- _ASSIGNMENT_
Output all of the data verbatim.

Source records:
--

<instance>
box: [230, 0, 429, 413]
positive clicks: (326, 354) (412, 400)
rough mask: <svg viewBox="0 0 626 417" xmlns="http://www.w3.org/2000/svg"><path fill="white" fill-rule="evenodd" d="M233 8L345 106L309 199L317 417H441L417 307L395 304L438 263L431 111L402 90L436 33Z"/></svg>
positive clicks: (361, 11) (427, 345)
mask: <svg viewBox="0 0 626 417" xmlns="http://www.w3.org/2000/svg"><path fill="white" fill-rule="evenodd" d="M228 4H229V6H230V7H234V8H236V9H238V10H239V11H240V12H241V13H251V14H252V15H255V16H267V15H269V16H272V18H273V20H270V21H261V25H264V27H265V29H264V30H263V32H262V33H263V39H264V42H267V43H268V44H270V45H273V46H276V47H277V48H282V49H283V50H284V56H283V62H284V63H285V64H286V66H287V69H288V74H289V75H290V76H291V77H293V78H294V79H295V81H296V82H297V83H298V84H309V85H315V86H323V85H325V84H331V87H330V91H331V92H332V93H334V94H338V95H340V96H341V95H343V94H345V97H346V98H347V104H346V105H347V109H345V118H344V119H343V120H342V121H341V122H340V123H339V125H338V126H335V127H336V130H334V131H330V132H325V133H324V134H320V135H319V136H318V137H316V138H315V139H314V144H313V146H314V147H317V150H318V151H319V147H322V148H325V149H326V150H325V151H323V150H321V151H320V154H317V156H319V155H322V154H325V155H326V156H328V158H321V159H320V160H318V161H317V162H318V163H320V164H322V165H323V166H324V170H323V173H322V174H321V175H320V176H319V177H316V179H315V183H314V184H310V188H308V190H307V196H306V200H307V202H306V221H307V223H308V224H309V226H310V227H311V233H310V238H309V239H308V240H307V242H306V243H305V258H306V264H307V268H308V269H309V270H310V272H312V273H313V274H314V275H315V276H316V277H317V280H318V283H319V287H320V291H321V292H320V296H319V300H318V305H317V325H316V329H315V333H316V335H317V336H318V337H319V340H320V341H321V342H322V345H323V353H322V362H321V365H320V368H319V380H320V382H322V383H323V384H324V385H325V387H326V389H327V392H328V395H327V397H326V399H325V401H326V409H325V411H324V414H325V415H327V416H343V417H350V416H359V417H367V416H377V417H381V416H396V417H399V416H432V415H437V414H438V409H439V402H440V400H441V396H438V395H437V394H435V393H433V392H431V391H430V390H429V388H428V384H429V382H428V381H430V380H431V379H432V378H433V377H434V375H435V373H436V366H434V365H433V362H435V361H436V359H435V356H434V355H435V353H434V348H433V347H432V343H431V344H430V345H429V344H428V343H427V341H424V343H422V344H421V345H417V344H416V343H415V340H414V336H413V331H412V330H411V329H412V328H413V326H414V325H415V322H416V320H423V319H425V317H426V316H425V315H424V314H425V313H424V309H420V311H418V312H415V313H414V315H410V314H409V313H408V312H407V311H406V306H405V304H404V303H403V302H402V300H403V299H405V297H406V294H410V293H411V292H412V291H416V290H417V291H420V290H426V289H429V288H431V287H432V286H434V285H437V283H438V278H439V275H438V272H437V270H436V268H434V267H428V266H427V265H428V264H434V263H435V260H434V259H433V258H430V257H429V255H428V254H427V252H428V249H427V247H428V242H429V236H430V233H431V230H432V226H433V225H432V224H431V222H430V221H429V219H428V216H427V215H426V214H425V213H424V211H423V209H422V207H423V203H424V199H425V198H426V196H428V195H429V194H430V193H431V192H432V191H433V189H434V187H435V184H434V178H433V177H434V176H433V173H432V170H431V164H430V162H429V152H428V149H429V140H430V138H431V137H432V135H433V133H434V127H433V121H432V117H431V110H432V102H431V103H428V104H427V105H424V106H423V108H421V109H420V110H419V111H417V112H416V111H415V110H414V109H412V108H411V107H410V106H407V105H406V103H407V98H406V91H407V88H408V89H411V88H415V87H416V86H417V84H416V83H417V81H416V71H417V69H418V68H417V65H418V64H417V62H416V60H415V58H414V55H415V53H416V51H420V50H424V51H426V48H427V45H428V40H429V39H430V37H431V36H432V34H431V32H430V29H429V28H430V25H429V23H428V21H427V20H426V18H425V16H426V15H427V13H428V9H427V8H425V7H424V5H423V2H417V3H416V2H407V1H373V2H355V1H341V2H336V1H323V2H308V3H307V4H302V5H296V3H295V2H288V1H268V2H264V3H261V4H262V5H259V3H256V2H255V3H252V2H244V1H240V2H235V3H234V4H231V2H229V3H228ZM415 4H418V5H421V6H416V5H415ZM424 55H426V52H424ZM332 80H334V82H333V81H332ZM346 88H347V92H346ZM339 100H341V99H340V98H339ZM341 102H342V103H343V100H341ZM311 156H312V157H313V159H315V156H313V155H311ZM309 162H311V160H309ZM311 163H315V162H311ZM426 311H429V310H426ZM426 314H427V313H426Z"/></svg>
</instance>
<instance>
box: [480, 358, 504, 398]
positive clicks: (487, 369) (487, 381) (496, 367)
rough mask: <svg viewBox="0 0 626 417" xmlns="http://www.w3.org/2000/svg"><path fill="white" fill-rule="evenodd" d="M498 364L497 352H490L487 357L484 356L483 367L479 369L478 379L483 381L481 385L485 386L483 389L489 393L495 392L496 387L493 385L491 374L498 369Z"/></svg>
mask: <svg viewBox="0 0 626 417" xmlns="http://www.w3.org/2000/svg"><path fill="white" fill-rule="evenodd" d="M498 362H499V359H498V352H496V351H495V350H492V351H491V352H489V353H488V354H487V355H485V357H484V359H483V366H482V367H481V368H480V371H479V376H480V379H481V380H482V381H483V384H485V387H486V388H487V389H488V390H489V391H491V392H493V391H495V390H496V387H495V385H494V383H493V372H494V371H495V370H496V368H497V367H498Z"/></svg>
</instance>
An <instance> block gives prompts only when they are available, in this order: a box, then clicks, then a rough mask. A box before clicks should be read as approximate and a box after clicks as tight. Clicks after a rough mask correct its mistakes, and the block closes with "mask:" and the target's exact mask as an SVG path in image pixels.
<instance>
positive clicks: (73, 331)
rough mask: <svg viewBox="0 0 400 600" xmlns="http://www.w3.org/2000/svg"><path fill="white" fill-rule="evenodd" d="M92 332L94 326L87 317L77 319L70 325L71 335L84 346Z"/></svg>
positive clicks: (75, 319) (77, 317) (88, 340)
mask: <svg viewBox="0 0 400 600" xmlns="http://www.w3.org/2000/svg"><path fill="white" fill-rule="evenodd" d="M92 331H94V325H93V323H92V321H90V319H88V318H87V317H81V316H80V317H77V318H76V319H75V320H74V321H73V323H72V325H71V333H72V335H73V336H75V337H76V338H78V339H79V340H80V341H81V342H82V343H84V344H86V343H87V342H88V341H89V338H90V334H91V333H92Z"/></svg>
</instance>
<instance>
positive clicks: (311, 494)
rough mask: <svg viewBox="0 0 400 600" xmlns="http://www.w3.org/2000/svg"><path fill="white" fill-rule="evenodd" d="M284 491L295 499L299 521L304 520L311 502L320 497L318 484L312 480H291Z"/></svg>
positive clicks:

--

- _WRITTEN REPLY_
<instance>
box: [230, 0, 429, 413]
positive clicks: (326, 354) (412, 400)
rough mask: <svg viewBox="0 0 626 417" xmlns="http://www.w3.org/2000/svg"><path fill="white" fill-rule="evenodd" d="M233 8L345 106L309 199L317 417H441L417 307L395 304L438 263L431 111L402 90L436 33Z"/></svg>
positive clicks: (361, 11) (427, 345)
mask: <svg viewBox="0 0 626 417" xmlns="http://www.w3.org/2000/svg"><path fill="white" fill-rule="evenodd" d="M228 4H229V6H230V7H234V8H236V9H238V10H239V11H240V12H241V13H251V14H252V15H255V16H267V15H269V16H272V18H273V20H270V21H261V25H264V27H265V29H264V30H263V32H262V33H263V39H264V42H267V43H268V44H270V45H273V46H276V47H277V48H282V49H283V50H284V56H283V62H284V63H285V64H286V66H287V69H288V74H289V75H290V76H291V77H293V78H294V79H295V81H296V82H297V83H298V84H309V85H315V86H323V85H325V84H331V87H330V91H331V92H332V93H334V94H338V95H340V96H341V95H343V94H345V97H346V98H347V104H346V105H347V109H345V118H344V119H343V120H342V121H341V122H340V123H339V125H338V126H335V127H336V130H334V131H330V132H325V133H324V134H320V135H319V136H318V137H316V138H315V139H314V144H313V146H314V147H317V150H318V151H319V147H322V148H325V149H326V150H325V151H323V150H321V151H320V154H317V156H319V155H322V154H325V155H326V156H328V158H321V159H320V160H318V161H317V162H318V163H320V164H322V165H323V166H324V170H323V173H322V174H321V175H320V176H319V177H316V179H315V183H314V184H310V188H308V190H307V196H306V200H307V202H306V221H307V223H308V224H309V226H310V227H311V233H310V238H309V239H308V240H307V242H306V243H305V258H306V264H307V268H308V269H309V270H310V272H312V273H313V274H314V275H315V276H316V277H317V280H318V283H319V287H320V291H321V292H320V296H319V300H318V305H317V325H316V329H315V333H316V335H317V336H318V337H319V340H320V341H321V342H322V345H323V353H322V362H321V365H320V368H319V380H320V382H322V383H323V384H324V385H325V387H326V389H327V392H328V395H327V397H326V399H325V401H326V409H325V411H324V414H325V415H327V416H343V417H350V416H359V417H367V416H377V417H381V416H396V417H399V416H432V415H437V414H438V409H439V402H440V400H441V396H438V395H437V394H435V393H433V392H431V391H430V390H429V388H428V384H429V382H428V381H430V380H431V379H432V378H433V377H434V375H435V373H436V366H434V365H433V362H435V361H436V359H435V356H434V355H435V353H434V348H433V347H432V343H431V344H430V345H429V344H428V343H427V341H424V343H422V344H421V345H417V344H416V343H415V340H414V336H413V331H412V330H411V329H412V328H413V326H414V325H415V322H416V320H423V319H425V317H426V316H425V315H424V314H425V313H424V309H420V311H418V312H415V313H414V315H410V314H409V313H408V312H407V311H406V306H405V304H404V303H403V302H402V300H403V299H405V297H406V294H410V293H411V292H412V291H416V290H417V291H420V290H426V289H429V288H431V287H432V286H434V285H437V283H438V278H439V275H438V272H437V270H436V268H434V267H428V266H427V265H428V264H434V263H435V260H434V259H433V258H430V257H429V255H428V254H427V252H428V249H427V247H428V242H429V236H430V233H431V230H432V226H433V225H432V224H431V222H430V221H429V219H428V216H427V215H426V214H425V213H424V211H423V209H422V207H423V203H424V199H425V198H426V196H428V195H429V194H430V193H431V192H432V191H433V189H434V187H435V184H434V178H433V177H434V176H433V173H432V170H431V164H430V162H429V152H428V149H429V140H430V138H431V137H432V135H433V133H434V127H433V121H432V117H431V110H432V102H431V103H428V104H427V105H424V106H423V108H421V109H420V110H419V111H417V112H416V111H415V110H414V109H412V108H411V107H410V106H407V105H406V103H407V98H406V91H407V88H408V89H411V88H415V87H416V86H417V84H416V83H417V81H416V71H417V69H418V68H417V65H418V64H417V62H416V60H415V58H414V55H415V53H416V51H420V50H424V51H426V48H427V45H428V40H429V39H430V37H431V36H432V34H431V32H430V29H429V28H430V25H429V23H428V21H427V20H426V18H425V16H426V15H427V13H428V9H427V8H425V7H424V5H423V2H417V3H416V2H407V1H373V2H355V1H341V2H336V1H323V2H308V3H307V4H302V5H296V3H295V2H288V1H268V2H264V3H261V4H262V5H259V3H256V2H255V3H252V2H244V1H240V2H235V3H234V4H231V2H229V3H228ZM415 4H418V5H421V6H416V5H415ZM424 55H426V52H424ZM332 80H334V82H333V81H332ZM346 88H347V92H346ZM339 100H341V99H340V98H339ZM341 102H342V103H343V100H341ZM311 156H312V157H313V159H315V156H313V155H311ZM309 162H311V160H309ZM311 163H315V162H311ZM426 311H429V310H426ZM426 314H427V313H426Z"/></svg>
</instance>
<instance>
box: [480, 358, 504, 398]
positive clicks: (487, 369) (487, 381) (496, 367)
rough mask: <svg viewBox="0 0 626 417" xmlns="http://www.w3.org/2000/svg"><path fill="white" fill-rule="evenodd" d="M498 364L497 352H490L487 357L484 356L483 367L479 369L478 379L483 381L481 385L485 386L483 389L489 393L495 392L496 387L493 385L491 374L498 369Z"/></svg>
mask: <svg viewBox="0 0 626 417" xmlns="http://www.w3.org/2000/svg"><path fill="white" fill-rule="evenodd" d="M498 362H499V359H498V352H496V351H495V350H492V351H491V352H489V353H488V354H487V355H485V357H484V359H483V366H482V367H481V368H480V371H479V376H480V379H481V380H482V381H483V384H485V387H486V388H487V389H488V390H489V391H491V392H493V391H495V390H496V387H495V385H494V383H493V372H494V371H495V370H496V368H497V367H498Z"/></svg>
</instance>
An <instance> block gives prompts only when they are available, in this order: a box, then clicks, then a rough mask. A box before clicks should be read as approximate and a box after clicks as tight. Clicks after a rough mask correct its mistakes, and the block closes with "mask:" and the target's exact mask as an SVG path in image pixels.
<instance>
positive clicks: (73, 331)
rough mask: <svg viewBox="0 0 400 600" xmlns="http://www.w3.org/2000/svg"><path fill="white" fill-rule="evenodd" d="M92 332L94 326L87 317L77 319L70 325L71 335L84 346Z"/></svg>
positive clicks: (75, 319) (77, 317) (88, 340)
mask: <svg viewBox="0 0 400 600" xmlns="http://www.w3.org/2000/svg"><path fill="white" fill-rule="evenodd" d="M92 331H94V325H93V323H92V321H90V319H88V318H87V317H81V316H80V317H77V318H76V319H75V320H74V321H73V323H72V325H71V333H72V335H73V336H75V337H76V338H78V339H79V340H80V341H81V342H82V343H84V344H86V343H87V342H88V341H89V338H90V334H91V333H92Z"/></svg>
</instance>
<instance>
positive clicks: (311, 494)
rough mask: <svg viewBox="0 0 400 600" xmlns="http://www.w3.org/2000/svg"><path fill="white" fill-rule="evenodd" d="M284 491L295 499L299 521L304 520L311 502L320 497L318 484L312 480H291Z"/></svg>
positive clicks:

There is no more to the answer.